Work instructions
Write out exactly the lines below that run from the line containing "Target: leafy green tree" through the last line of the records.

Given data

· · · ·

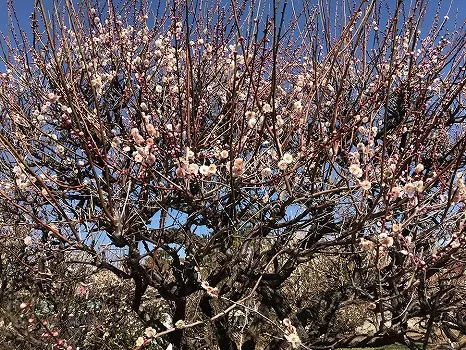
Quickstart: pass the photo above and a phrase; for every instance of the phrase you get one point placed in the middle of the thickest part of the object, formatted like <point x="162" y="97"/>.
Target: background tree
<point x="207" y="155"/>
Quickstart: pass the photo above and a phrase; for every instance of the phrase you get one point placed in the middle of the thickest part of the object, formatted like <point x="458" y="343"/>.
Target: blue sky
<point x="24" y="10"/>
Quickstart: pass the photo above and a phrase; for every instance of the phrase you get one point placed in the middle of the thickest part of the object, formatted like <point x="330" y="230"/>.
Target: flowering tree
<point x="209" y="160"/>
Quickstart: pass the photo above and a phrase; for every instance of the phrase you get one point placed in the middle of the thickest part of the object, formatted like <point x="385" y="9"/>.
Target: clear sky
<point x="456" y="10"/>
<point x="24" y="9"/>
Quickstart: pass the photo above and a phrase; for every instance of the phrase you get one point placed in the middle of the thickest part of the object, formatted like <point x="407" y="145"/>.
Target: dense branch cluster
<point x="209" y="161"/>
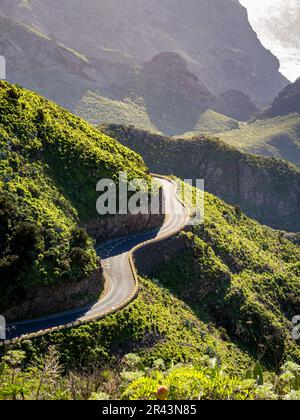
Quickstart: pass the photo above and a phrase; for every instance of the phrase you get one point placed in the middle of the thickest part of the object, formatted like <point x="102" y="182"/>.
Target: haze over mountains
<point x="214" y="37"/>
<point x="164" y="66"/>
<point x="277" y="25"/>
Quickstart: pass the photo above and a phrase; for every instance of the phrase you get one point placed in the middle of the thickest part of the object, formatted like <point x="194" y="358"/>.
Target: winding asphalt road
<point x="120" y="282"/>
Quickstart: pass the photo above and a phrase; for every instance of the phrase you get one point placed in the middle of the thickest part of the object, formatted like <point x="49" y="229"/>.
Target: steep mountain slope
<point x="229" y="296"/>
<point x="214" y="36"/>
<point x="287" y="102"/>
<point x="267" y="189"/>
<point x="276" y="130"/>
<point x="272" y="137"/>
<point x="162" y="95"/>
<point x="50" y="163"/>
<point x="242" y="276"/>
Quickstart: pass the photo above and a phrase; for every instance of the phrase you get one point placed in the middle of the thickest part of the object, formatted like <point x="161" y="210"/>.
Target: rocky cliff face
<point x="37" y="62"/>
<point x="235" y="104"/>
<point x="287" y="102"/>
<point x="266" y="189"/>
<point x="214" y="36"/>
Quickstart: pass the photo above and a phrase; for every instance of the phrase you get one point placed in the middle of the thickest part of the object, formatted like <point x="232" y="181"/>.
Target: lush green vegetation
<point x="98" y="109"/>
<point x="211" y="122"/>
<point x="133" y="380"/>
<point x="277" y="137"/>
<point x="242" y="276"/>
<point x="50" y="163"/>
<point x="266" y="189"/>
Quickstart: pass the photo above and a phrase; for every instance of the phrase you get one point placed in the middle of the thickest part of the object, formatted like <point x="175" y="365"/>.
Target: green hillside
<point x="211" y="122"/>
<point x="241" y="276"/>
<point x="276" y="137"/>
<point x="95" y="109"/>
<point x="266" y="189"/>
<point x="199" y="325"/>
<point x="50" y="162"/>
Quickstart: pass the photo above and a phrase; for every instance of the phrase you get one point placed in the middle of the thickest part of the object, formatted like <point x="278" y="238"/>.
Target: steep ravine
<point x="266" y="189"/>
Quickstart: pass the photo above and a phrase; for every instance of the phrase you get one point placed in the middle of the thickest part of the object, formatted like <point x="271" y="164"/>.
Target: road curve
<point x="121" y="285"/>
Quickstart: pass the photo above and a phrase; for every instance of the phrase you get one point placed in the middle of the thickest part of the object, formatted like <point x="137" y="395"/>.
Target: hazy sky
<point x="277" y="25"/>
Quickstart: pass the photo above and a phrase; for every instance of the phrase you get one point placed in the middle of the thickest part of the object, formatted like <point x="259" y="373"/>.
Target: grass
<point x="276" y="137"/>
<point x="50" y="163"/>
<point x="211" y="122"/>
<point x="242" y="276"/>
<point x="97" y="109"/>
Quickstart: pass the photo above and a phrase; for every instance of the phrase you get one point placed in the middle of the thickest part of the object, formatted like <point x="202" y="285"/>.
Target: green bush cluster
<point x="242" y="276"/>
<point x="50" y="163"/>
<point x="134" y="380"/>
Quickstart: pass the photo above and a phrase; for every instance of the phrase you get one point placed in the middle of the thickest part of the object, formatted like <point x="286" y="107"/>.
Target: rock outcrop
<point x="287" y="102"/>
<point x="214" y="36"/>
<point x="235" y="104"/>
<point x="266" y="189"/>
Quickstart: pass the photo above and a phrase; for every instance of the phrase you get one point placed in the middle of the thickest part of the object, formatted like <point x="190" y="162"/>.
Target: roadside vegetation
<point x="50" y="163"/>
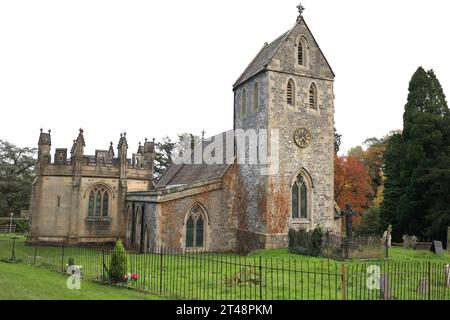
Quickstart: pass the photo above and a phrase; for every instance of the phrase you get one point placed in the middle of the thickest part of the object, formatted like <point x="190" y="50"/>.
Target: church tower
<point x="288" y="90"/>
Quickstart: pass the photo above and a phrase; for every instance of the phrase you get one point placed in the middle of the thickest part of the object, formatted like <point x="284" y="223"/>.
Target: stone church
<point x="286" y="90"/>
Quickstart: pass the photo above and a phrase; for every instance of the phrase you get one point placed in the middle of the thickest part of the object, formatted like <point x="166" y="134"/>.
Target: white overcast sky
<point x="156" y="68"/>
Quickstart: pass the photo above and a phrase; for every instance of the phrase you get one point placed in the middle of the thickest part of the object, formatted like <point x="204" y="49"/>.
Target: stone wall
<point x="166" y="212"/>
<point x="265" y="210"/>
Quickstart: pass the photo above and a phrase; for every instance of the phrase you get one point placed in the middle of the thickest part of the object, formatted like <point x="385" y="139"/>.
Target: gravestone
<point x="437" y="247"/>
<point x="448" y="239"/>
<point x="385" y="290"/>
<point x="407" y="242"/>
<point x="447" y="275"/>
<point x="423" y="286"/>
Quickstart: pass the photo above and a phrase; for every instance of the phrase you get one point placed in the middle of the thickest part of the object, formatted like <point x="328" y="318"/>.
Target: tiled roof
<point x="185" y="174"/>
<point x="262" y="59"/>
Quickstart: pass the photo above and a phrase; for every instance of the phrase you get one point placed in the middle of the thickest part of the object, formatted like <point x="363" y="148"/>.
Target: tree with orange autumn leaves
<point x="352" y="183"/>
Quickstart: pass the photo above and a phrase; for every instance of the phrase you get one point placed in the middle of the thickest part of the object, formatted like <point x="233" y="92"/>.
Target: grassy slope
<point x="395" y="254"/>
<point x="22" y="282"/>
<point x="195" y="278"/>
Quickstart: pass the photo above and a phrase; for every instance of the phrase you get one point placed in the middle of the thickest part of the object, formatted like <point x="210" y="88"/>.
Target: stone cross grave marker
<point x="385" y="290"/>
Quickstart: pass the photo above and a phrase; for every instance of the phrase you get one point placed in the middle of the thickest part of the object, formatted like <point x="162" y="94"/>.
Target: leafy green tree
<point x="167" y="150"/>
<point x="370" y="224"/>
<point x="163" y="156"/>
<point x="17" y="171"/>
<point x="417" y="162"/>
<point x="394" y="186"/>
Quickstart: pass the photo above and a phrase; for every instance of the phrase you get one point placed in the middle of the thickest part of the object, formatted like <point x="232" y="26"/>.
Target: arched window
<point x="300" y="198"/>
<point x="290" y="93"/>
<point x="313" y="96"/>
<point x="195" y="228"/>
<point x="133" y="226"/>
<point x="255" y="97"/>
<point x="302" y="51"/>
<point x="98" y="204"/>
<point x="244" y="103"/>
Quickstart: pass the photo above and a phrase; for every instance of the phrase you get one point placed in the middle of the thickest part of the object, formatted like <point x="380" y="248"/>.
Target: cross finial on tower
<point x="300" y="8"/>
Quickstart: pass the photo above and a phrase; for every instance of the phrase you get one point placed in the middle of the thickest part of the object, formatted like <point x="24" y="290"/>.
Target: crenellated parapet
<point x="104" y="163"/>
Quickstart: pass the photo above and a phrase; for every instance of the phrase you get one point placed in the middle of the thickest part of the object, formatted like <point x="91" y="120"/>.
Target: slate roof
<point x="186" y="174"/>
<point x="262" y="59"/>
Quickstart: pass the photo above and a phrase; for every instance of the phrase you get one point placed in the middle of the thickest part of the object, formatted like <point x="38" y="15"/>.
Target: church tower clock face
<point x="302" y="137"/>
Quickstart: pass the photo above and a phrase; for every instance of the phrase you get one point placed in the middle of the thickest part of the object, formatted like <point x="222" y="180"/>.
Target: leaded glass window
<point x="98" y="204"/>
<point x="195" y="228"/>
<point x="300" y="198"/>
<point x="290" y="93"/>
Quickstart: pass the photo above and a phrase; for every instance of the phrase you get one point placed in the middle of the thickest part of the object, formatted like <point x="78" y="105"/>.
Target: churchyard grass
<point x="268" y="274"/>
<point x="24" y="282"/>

· · · ·

Answer to the problem
Target: leafy green tree
<point x="167" y="150"/>
<point x="370" y="224"/>
<point x="163" y="156"/>
<point x="17" y="171"/>
<point x="417" y="162"/>
<point x="394" y="186"/>
Quickstart: pass the photo above and a phrase; for every instance of the phrase you get one point placed in the middle of the thickest part of the object, formatted like <point x="232" y="26"/>.
Target: arched window
<point x="300" y="198"/>
<point x="290" y="93"/>
<point x="313" y="96"/>
<point x="195" y="228"/>
<point x="133" y="226"/>
<point x="255" y="97"/>
<point x="302" y="51"/>
<point x="98" y="204"/>
<point x="244" y="103"/>
Quickstart: pass the photo above and a phrase; for every instance of the phrase you get one point placed in the middle of the thickest part of the object, formatted like <point x="380" y="248"/>.
Target: cross finial on tower
<point x="300" y="8"/>
Quickstart: pass the photo above and a phrase; for every instance of the phrase you get one point placed in the middle of the thickest part of the object, formatted like <point x="24" y="290"/>.
Target: crenellated parapet
<point x="104" y="163"/>
Quickstart: pass the photo above and a phrase; for every instance of the phrase you get one point placed in the middle of the thickest part of the object, formatted like <point x="91" y="120"/>.
Target: slate roof
<point x="186" y="174"/>
<point x="262" y="59"/>
Quickstart: pass the photo above and a phrase; for every instance of the phrase you get one point placed in the middle of the thickest part of the object, formatted like <point x="38" y="15"/>.
Target: church tower clock face
<point x="302" y="137"/>
Quickstart: pass the photo above and a phrase; for every instance of the phrase you get one point placed in the middle of the thickest part of the object, formatted like <point x="222" y="180"/>.
Target: leaded glass window
<point x="98" y="204"/>
<point x="195" y="228"/>
<point x="300" y="198"/>
<point x="290" y="93"/>
Quickstart: pass the photo above and a phrase; for every instance of the phrase you get one point placed in the middle of the thickest part of the object, formatted like <point x="78" y="105"/>.
Target: churchyard grass
<point x="268" y="274"/>
<point x="24" y="282"/>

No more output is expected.